:: Dataset records ::
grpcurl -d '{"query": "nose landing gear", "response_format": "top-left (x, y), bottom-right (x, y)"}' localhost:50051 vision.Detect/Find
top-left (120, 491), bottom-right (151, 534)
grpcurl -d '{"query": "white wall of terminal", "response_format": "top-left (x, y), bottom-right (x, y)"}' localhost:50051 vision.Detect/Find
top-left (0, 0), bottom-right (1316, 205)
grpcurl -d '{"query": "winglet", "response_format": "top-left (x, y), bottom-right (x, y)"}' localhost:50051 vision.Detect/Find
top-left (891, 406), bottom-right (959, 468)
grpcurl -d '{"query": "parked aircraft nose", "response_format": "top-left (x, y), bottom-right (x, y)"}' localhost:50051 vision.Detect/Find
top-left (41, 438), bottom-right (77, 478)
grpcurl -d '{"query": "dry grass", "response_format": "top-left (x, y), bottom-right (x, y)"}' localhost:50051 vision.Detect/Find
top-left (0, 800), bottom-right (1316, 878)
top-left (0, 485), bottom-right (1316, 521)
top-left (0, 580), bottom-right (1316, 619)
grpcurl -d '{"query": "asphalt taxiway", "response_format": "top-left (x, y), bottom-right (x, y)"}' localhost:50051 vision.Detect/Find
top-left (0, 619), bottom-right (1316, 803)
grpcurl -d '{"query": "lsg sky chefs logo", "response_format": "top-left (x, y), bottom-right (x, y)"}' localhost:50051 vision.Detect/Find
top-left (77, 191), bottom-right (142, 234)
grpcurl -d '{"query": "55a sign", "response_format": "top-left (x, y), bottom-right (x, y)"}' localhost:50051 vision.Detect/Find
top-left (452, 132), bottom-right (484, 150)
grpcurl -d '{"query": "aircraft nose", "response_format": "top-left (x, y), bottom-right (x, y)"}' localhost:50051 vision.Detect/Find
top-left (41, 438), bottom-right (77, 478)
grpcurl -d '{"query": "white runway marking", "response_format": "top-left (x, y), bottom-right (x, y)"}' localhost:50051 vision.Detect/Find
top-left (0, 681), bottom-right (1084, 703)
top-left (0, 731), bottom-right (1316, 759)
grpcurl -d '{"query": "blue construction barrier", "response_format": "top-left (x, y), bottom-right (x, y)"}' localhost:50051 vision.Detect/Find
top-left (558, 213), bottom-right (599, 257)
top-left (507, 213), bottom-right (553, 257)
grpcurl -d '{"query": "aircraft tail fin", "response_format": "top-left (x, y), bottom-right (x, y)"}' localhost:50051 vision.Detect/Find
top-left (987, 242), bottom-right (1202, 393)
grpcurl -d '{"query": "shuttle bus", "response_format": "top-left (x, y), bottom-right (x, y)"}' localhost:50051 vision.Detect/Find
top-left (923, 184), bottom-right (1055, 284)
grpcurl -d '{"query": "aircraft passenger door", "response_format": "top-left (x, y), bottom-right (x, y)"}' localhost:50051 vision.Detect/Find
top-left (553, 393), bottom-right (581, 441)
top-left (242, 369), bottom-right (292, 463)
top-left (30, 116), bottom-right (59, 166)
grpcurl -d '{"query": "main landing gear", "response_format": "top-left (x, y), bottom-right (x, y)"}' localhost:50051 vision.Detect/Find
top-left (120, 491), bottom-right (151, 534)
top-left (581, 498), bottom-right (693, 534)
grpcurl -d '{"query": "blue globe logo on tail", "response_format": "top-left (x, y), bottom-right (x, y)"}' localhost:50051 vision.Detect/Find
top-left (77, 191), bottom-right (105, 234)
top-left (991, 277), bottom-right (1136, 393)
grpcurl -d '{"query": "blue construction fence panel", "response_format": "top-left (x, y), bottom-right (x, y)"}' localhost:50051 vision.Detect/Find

:: The request ::
Locate every line in the rows above that contains the word "blue", and copy each of those lines. Case counts.

:: Reply to the exercise ::
grpcurl -d '{"query": "blue construction barrier", "response_format": "top-left (x, y), bottom-right (x, y)"}' localhost:50051 vision.Detect/Find
grpcurl -d '{"query": "blue globe logo on tail", "response_format": "top-left (x, y), bottom-right (x, y)"}' localhost:50051 vision.Detect/Find
grpcurl -d '{"query": "blue construction fence panel", "response_format": "top-left (x, y), bottom-right (x, y)"}' localhost:50051 vision.Detect/Find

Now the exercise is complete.